**Set task**
Recast the lines below as a JSON list of strings, one string per line and with blank lines omitted, beginning at the first line and stopping after the line that contains "[76,168,102,224]".

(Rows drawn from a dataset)
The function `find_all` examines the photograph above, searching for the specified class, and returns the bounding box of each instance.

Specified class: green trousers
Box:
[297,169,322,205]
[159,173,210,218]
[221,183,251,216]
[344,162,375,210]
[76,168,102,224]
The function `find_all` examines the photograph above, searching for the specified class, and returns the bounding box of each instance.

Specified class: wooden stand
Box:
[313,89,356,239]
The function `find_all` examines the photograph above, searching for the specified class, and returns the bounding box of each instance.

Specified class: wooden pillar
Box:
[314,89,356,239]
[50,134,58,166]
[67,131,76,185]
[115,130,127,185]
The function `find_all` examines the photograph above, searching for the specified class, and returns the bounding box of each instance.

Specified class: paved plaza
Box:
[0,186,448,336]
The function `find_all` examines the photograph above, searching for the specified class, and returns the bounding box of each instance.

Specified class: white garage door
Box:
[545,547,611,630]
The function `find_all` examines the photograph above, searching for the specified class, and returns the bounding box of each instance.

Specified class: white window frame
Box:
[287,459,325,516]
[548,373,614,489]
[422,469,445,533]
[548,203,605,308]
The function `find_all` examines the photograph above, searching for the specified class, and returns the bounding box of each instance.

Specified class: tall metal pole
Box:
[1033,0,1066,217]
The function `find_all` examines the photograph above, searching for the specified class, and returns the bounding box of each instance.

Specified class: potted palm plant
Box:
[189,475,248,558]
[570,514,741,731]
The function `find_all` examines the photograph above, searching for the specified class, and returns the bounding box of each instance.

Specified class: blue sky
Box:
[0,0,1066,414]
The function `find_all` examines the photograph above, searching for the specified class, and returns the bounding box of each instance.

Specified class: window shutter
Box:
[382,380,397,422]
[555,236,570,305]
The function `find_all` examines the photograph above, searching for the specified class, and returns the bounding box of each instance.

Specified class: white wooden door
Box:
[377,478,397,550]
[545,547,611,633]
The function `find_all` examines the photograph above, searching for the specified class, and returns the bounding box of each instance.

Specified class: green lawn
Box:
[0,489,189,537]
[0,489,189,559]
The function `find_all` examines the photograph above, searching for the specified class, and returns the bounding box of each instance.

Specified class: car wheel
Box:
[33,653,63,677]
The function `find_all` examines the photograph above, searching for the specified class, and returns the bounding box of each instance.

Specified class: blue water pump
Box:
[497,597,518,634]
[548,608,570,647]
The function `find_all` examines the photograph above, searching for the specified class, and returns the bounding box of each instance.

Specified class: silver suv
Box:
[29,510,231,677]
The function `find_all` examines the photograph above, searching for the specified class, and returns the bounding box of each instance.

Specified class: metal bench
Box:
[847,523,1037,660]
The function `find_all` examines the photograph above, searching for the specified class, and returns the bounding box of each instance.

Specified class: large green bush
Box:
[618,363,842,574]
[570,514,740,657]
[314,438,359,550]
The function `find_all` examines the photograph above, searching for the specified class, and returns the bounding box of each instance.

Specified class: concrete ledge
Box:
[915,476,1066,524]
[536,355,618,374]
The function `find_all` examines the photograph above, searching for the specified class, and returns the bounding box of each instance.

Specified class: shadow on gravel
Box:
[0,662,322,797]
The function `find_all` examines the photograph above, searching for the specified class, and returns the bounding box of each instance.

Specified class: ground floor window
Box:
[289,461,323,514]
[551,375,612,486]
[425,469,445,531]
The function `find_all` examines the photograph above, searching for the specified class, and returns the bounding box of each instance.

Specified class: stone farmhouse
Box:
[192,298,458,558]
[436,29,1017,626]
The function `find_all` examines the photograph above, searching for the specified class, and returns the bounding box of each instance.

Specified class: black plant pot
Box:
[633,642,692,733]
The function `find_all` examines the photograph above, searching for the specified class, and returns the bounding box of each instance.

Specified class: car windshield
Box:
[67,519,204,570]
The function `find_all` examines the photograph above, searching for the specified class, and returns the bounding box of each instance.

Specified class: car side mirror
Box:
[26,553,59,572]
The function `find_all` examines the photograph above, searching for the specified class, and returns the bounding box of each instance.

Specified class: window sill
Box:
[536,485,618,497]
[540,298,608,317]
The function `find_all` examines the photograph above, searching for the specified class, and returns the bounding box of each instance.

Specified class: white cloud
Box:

**Correct response**
[
  "The function `find_all` examines the photograph above, searching for the specified class, and returns the bounding box of each instance.",
  "Specified class: green trousers",
  "Box:",
  "[297,169,322,205]",
  "[159,173,210,218]",
  "[221,183,251,216]",
  "[344,162,375,210]",
  "[76,168,102,224]"
]